§ **SHORT PROBLEM**
Your task is to repeat the entries word for word while leaving out the pictures.
>> start TASK DATA
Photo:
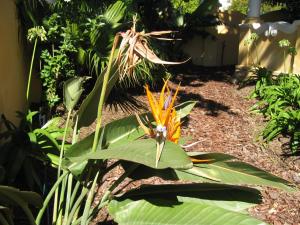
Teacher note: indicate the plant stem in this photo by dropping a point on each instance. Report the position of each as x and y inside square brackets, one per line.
[117, 182]
[48, 198]
[102, 96]
[284, 58]
[55, 206]
[68, 199]
[30, 72]
[76, 205]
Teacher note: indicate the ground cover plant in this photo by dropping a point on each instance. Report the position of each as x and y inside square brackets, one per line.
[140, 156]
[279, 102]
[144, 145]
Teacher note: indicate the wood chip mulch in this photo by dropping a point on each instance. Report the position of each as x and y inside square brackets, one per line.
[222, 122]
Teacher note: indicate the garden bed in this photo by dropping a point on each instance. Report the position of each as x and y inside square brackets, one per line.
[221, 122]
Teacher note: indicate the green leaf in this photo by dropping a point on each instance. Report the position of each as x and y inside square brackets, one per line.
[233, 173]
[162, 212]
[87, 112]
[143, 152]
[11, 197]
[72, 92]
[120, 132]
[233, 198]
[29, 197]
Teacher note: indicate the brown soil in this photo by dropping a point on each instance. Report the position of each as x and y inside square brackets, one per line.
[221, 121]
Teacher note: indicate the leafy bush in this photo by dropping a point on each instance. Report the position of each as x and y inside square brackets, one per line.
[145, 146]
[242, 6]
[279, 101]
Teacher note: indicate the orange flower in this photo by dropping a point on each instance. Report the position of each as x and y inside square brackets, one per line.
[164, 114]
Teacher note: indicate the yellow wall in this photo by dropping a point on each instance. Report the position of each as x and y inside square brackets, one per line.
[221, 47]
[12, 78]
[268, 53]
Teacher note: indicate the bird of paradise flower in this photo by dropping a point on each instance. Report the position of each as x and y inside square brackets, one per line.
[165, 116]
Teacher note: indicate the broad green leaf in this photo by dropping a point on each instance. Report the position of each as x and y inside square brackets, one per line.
[120, 132]
[233, 198]
[231, 173]
[243, 173]
[219, 170]
[162, 212]
[143, 152]
[72, 91]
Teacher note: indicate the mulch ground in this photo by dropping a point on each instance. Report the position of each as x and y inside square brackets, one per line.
[222, 122]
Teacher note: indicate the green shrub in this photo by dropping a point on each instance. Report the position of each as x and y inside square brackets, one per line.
[279, 102]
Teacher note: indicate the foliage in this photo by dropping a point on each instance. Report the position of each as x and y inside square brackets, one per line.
[212, 180]
[213, 177]
[279, 101]
[12, 198]
[185, 6]
[288, 50]
[242, 7]
[251, 42]
[291, 5]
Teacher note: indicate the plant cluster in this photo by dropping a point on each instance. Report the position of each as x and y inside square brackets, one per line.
[279, 102]
[278, 97]
[141, 146]
[242, 6]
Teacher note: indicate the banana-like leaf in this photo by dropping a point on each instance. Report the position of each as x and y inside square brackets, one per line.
[121, 132]
[72, 92]
[143, 152]
[220, 170]
[232, 172]
[162, 212]
[233, 198]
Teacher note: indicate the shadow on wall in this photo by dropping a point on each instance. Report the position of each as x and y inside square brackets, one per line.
[267, 52]
[220, 48]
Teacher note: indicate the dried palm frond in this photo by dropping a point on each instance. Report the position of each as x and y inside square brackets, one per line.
[134, 48]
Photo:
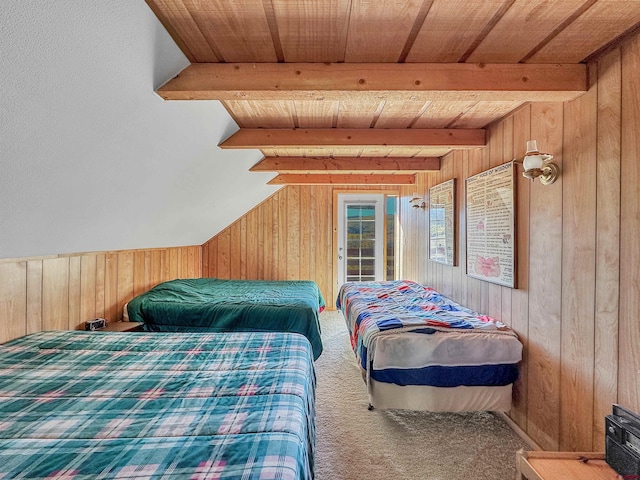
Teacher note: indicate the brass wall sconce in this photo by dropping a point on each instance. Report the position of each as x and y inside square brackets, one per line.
[418, 202]
[539, 165]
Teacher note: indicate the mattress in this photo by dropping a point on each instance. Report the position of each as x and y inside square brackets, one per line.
[89, 405]
[418, 347]
[217, 305]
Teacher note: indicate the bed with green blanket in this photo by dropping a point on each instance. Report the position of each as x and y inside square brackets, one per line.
[217, 305]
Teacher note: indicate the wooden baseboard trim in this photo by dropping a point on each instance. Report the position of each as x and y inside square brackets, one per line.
[521, 433]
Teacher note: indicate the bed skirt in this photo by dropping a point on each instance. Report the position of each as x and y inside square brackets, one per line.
[439, 399]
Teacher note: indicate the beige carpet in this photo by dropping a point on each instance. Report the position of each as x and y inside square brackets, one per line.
[354, 443]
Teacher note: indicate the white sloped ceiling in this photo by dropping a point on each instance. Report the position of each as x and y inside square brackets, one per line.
[91, 159]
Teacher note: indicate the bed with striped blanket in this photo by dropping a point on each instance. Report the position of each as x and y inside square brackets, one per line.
[89, 405]
[420, 350]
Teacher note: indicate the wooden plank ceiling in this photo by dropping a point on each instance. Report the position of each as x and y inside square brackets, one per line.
[359, 91]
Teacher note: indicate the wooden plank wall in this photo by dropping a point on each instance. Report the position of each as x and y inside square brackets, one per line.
[289, 236]
[578, 297]
[62, 292]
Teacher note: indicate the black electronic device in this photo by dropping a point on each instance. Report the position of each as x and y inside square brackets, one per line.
[95, 324]
[622, 447]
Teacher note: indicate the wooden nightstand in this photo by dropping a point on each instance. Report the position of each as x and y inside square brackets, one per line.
[539, 465]
[122, 327]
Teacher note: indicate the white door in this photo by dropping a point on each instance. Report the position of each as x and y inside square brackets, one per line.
[360, 238]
>> end TASK DATA
§ **SOLUTION TO THIS PROBLEM**
Photo:
Teacher note: indicate the plant stem in this photo by dropping a point on each instance. Report the position of each as x and y inside square brackets, one per line.
[117, 182]
[48, 198]
[102, 96]
[284, 58]
[55, 206]
[68, 199]
[30, 72]
[76, 205]
Teacher note: indicate the ground cover plant in this photo by dropping a point on each instance. Report the position of each as x and y inside square brackets, one per line.
[140, 156]
[279, 102]
[144, 145]
Teacher note: indicate the wood chip mulch in this photo by dropping a point on each instance. Report the position of each as x and y inside square brackets, one per line.
[222, 122]
Teacher note: indicate the garden bed in this photo by dropping a point on each instance. Report the position of each as x and y inside square brackets, one per line.
[221, 122]
Teacher note: indicate the green leaf in this photo by dropping a point on each instance. Report the position of each as x and y inside square brackets, one per line.
[233, 173]
[162, 212]
[87, 112]
[143, 152]
[11, 197]
[72, 92]
[120, 132]
[233, 198]
[29, 197]
Teacher note: indicate the brown soil in this photo by dropping a point on each instance. Report the position of each as x and y inside square brackets, one per line.
[221, 121]
Teacher note: indicate the leafy bush in this photo by dropping a point on each instance. Report the position of each as x and y inside square brackets, one per line.
[145, 146]
[242, 6]
[279, 101]
Teacher note: indicate the orange flower in this photo by dropping a point on each instance. Report the position of each as x and y inside square brackets, one per line.
[164, 114]
Teacher note: indicate the yellow wall in this photo by dropping a point on each instance. Report the position of each as x and y inside square brackets, one per line.
[221, 47]
[12, 78]
[268, 53]
Teacher note: indicate the bird of paradise flower in this photo by dropping a point on each instance. Report the position of each as x and y inside square brackets, one per line.
[165, 116]
Teacher note: indicate the broad green leaf in this photo by dropping a point on each instance. Report the position of each as x and y inside square brackets, one per line.
[120, 132]
[233, 198]
[231, 173]
[243, 173]
[219, 170]
[162, 212]
[143, 152]
[72, 91]
Teacher note: indicate the mulch ground in this photo by dropping a point on each instance. Report the position of each as x and y inside square brackets, one per line.
[222, 122]
Teacher note: indicate the green shrub in this photo by dropping a point on each instance. Report the position of each as x and y inside square brackets, one per line.
[279, 102]
Teacher note: indicate the foliage in this photo by dropping a point on each instance. Report the position of each as x and y inside square brackets, one per line.
[212, 180]
[213, 177]
[279, 101]
[12, 198]
[185, 6]
[288, 50]
[242, 7]
[251, 42]
[291, 5]
Teacher note: indicate the plant cluster in this photo by dropping a point on each instance. Report the position of each as x and y inside square brackets, one per line.
[279, 102]
[278, 97]
[141, 146]
[242, 6]
Teacher note: indicate the banana-like leaf in this photo by dropping a point on each instance. Report the position of each as x and y inside square brackets, one per line.
[121, 132]
[72, 92]
[143, 152]
[220, 170]
[232, 172]
[162, 212]
[233, 198]
Teacher note: indicate the shadow on wall in this photo by dropping a point on each instance. Report the position of each as x and y inside square brackets, one per line.
[267, 52]
[220, 48]
Teacher note: indicate the dried palm frond in this photo by dropping a point on each instance. Report the position of each as x and y inside square brackets, one per line.
[134, 48]
Photo:
Teacher note: indicate the brass wall sconce in this photo by dropping a point on each instance. Report the position of each as x and y inside square brackets, one per line.
[418, 202]
[539, 165]
Teacher note: indicate the mattress in this photo by dropping a point on each instance. Report the position of each as x and y inside square brackets, one per line.
[89, 405]
[418, 347]
[217, 305]
Teacher note: indicate the bed with green blanket in this photo by dropping a point on each instance. Report the position of each as x and y inside square brackets, one per line.
[217, 305]
Teacher note: indicate the wooden baseboard trim in this photo by dropping a point on each instance. Report the position of each as x and y inside square brackets, one per line.
[521, 433]
Teacher note: indicate the bed skirt in this photo by dropping a point on each instance. Report the position of each as x and y inside square brackets, one per line.
[439, 399]
Teacher note: indicate the beige carpet in this photo by dropping a point on each instance. Report the position of each as x and y inside square brackets, one per line.
[354, 443]
Teacher note: indicate the white sloped ceiling in this photo by dropping a point on each instance. Report the position of each as x and y inside square brackets, one per line.
[91, 159]
Teacher note: indicate the bed with striped blanket in this photo by dropping a point on each instance. Report the position of each as x and y inside square brackets, one per line.
[89, 405]
[420, 350]
Teacher note: indicate the wooden plank ceiling in this photo by dropping a point on each instance. Report the position of each as x and y inside square brackets, one per line.
[359, 91]
Teacher note: indicate the wooden plank wall in this photo by dropping a point on each instance. Report the position of each as x and y inside square brackets, one per line.
[289, 236]
[578, 297]
[62, 292]
Teacher note: indicate the black electronic device in this photo by dropping a point on each instance. Report the position of each as x and y inside square brackets, one per line.
[95, 324]
[622, 447]
Teacher note: indicate the wooden nightstand in this photo by dropping a point on each instance. Report the position of each as x and y inside square brackets, one per line.
[539, 465]
[122, 327]
Teacher note: indicate the white door in this photo by dropping a point on each instance. Report the position of each as x and y inside square brackets, one per line.
[360, 238]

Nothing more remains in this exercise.